→ **About this task**
Print the full passage on Ohio workplace discrimination law, word for word.
Start of Selected extract
Ohio Workplace Discrimination Laws: OCRA Protections

Workplace discrimination is illegal in Ohio under both state and federal law. The Ohio Civil Rights Act (OCRA) provides state-level protections that in some ways exceed federal law by covering employers with 4 or more employees (compared to federal Title VII’s 15+ employee requirement).

If you work for a small employer (4-14 employees), Ohio law may protect you even though federal law doesn’t. Understanding your rights under OCRA and how it compares to federal protections is critical if you’ve experienced workplace discrimination.

Ohio Civil Rights Act (OCRA): Your Primary State Protection

The Ohio Civil Rights Act (Ohio Revised Code Chapter 4112) is Ohio’s comprehensive anti-discrimination law.
End of Selected extract
Start of Dataset extract
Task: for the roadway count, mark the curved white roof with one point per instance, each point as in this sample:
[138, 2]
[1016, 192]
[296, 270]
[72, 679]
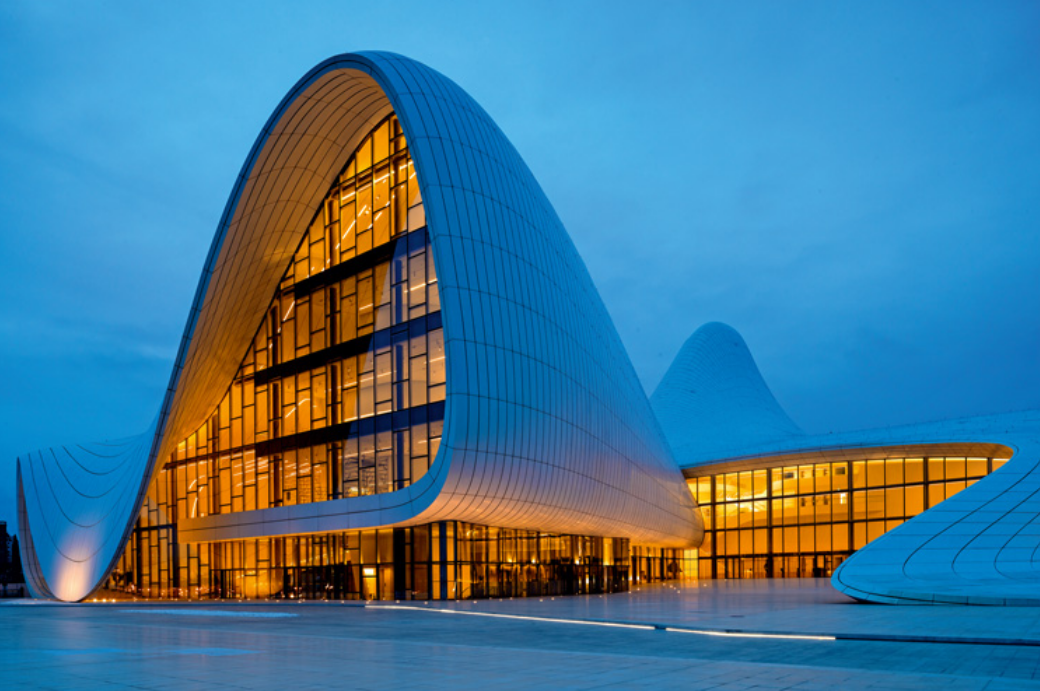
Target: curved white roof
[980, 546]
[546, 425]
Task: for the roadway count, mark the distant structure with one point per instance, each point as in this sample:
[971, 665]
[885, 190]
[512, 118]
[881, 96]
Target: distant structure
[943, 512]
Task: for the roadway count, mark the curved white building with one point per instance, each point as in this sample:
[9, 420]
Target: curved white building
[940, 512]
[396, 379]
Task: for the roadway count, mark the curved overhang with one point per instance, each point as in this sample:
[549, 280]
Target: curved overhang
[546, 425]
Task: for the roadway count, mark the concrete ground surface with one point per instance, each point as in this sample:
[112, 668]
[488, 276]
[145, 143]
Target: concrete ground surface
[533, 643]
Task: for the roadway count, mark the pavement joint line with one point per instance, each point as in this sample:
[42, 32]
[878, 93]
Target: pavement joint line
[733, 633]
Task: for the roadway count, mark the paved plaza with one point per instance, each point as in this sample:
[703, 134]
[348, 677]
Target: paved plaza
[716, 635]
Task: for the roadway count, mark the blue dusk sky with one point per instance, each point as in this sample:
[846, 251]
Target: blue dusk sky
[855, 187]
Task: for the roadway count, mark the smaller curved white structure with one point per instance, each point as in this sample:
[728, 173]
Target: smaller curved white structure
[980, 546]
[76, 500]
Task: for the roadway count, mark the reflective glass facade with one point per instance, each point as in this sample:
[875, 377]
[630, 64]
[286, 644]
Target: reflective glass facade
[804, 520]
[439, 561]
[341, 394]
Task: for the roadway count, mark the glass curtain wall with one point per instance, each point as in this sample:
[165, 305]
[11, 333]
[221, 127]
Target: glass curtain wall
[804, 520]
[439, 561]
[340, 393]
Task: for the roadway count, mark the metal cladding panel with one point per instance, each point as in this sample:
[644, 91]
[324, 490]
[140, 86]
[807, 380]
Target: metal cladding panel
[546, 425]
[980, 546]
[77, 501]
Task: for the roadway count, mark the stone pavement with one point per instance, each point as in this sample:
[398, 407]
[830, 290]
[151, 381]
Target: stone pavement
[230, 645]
End of Dataset extract
→ **Solution below**
Ohio Workplace Discrimination Laws: OCRA Protections

Workplace discrimination is illegal in Ohio under both state and federal law. The Ohio Civil Rights Act (OCRA) provides state-level protections that in some ways exceed federal law by covering employers with 4 or more employees (compared to federal Title VII’s 15+ employee requirement).

If you work for a small employer (4-14 employees), Ohio law may protect you even though federal law doesn’t. Understanding your rights under OCRA and how it compares to federal protections is critical if you’ve experienced workplace discrimination.

Ohio Civil Rights Act (OCRA): Your Primary State Protection

The Ohio Civil Rights Act (Ohio Revised Code Chapter 4112) is Ohio’s comprehensive anti-discrimination law.